* _Directions_:
Every line below is to be quoted exactly, with nothing added or dropped.

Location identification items
++++++++

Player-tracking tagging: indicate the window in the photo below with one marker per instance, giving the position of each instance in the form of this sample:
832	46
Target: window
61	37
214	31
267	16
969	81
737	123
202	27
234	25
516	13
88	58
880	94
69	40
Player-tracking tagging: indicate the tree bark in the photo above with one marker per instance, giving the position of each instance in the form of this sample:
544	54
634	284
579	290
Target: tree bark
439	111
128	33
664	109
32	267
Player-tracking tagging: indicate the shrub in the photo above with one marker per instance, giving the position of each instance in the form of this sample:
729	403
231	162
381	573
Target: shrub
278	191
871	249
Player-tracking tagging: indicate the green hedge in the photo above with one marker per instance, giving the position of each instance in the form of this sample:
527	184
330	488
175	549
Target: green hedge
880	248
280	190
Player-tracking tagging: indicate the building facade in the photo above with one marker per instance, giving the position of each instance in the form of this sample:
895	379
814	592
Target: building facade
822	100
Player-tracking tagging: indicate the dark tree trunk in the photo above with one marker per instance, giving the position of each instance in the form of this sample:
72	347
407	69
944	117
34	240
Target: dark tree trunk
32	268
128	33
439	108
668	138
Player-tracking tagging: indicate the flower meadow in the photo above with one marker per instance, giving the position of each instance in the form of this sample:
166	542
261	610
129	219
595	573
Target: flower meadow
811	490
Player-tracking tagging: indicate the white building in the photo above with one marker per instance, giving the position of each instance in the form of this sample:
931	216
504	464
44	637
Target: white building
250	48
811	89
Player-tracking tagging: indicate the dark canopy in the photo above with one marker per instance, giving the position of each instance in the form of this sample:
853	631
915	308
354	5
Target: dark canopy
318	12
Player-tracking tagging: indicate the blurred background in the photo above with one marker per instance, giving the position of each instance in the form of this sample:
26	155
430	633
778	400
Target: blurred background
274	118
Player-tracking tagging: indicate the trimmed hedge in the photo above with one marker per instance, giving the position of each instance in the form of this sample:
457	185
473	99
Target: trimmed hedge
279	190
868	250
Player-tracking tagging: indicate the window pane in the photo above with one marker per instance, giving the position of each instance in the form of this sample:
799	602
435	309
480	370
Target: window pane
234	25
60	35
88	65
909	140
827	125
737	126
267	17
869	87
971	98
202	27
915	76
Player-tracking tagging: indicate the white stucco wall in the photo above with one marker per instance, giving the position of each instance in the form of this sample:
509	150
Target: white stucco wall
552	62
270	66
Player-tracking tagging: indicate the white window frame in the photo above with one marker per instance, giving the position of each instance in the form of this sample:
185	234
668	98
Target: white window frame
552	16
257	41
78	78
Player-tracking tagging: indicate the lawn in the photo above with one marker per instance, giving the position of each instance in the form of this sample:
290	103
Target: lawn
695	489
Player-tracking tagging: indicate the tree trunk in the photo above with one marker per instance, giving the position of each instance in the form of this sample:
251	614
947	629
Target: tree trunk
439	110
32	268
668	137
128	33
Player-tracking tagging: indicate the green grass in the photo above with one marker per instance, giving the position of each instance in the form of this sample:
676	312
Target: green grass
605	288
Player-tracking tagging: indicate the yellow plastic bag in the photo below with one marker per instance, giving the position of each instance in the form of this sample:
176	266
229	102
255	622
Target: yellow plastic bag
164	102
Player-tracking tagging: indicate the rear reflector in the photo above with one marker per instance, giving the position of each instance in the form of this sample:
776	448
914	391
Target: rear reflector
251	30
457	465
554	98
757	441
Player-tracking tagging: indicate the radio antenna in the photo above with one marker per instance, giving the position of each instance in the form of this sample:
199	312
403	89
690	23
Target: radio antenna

++++++++

* _Exercise output_:
Player-tracking tagging: indicate the window in the photo below with one marker per instance, giving the position of each instance in the form of this sample:
832	46
Target: window
61	37
214	31
267	16
969	81
737	123
202	27
234	25
516	13
88	58
880	94
69	40
Player-tracking tagging: indicate the tree bark in the photo above with one marker per instance, giving the position of each instance in the form of this sample:
544	54
634	284
579	290
Target: tree bark
439	111
128	33
664	109
32	267
Player-tracking tagging: indicate the shrub in the photo above with one marker per instance, giving the position of each instance in the form of this sample:
729	403
231	162
381	573
Target: shrub
278	191
871	249
Player-tracking tagging: indicate the green hedge in the photo above with one marker per instance, giving the position of each instance in the form of this sample:
527	184
330	488
175	549
Target: green hedge
880	248
280	190
Player-tracking tagging: indicate the building facade in the photo above with one marker per instance, giving the position of each instance in the form of this sample:
895	379
814	592
Target: building facade
822	100
Player-tracking tagging: indicate the dark tree trunk in the photo above with one marker per instance, giving the position of each instance in the form of this sample:
72	347
407	69
944	117
34	240
Target: dark tree trunk
32	268
128	33
439	108
668	138
Player-tracking tagging: indicate the flower meadow in the photo above with one marker per instance, giving the position of each instance in the form of this sample:
166	542
261	610
129	219
595	573
Target: flower meadow
811	490
Player-tracking tagging: indicate the white building in the photo above with one marker per instance, giving the position of each instance in the form of this sample:
931	216
504	464
44	637
Target: white building
250	48
811	89
Player-tracking tagging: indicate the dark canopy in the photo above with one marker per instance, giving the position of each instance in the form of this sample:
853	631
915	308
354	5
Target: dark canopy
318	12
Player-tracking tagging: indicate the blurred background in the photo above with one marker per instance, giving the position of each instance in the form of this sample:
26	155
430	633
778	400
Target: blurred background
274	118
Player-tracking tagging: indicate the trimmed hedge in the photo above with one marker per instance, giving the position of each instance in the form of this sample:
457	185
473	99
Target: trimmed hedge
279	190
868	250
Player-tracking tagging: indicate the window pane in the photo above with one marker per instance, giving the position of each instance in the form of this sample:
799	602
435	309
480	370
Target: window pane
234	25
60	35
88	65
909	140
827	125
737	126
267	17
869	87
971	98
202	27
915	76
Player-tracking tagging: indicate the white stucco wall in the photo above with one marker per instance, giving the position of each instance in the form of this sample:
509	150
Target: white stucco wall
552	62
270	66
Player-tracking tagging: indicate the white window frame in the photo above with one marker per instance, giving the position of each instance in the form of this sample:
185	234
668	98
Target: white window frame
552	16
257	41
78	78
Player-tracking tagging: indicate the lawn in the photo above with one marker per instance, giving the position of each instance in the form of this sample:
290	103
Target: lawn
695	489
Player-tracking tagging: indicate the tree trunk in the photo above with one marker per instance, giving the position of each instance in the form of this sample:
251	614
947	629
Target: tree trunk
439	110
32	268
668	137
128	33
Player-tracking tagging: indicate the green grass in the photo above with one marker per instance, giving the position of each instance in the form of this sample:
676	312
Target: green grass
605	288
Player-tracking tagging: indicate the yellow plastic bag in the photo below with one marker per instance, giving the position of each instance in the form of this sample:
176	266
229	102
255	622
Target: yellow plastic bag
164	102
Player-tracking tagging: indicate the rear reflector in the photo above with one marker per instance, giving the position of each instance in the form of this sample:
776	448
914	391
Target: rear reflector
251	30
457	465
554	98
757	441
Player-tracking tagging: indicate the radio antenna in the photo above with one marker per instance, giving the position of each instance in the form of this sample:
199	312
403	89
690	23
Target: radio antenna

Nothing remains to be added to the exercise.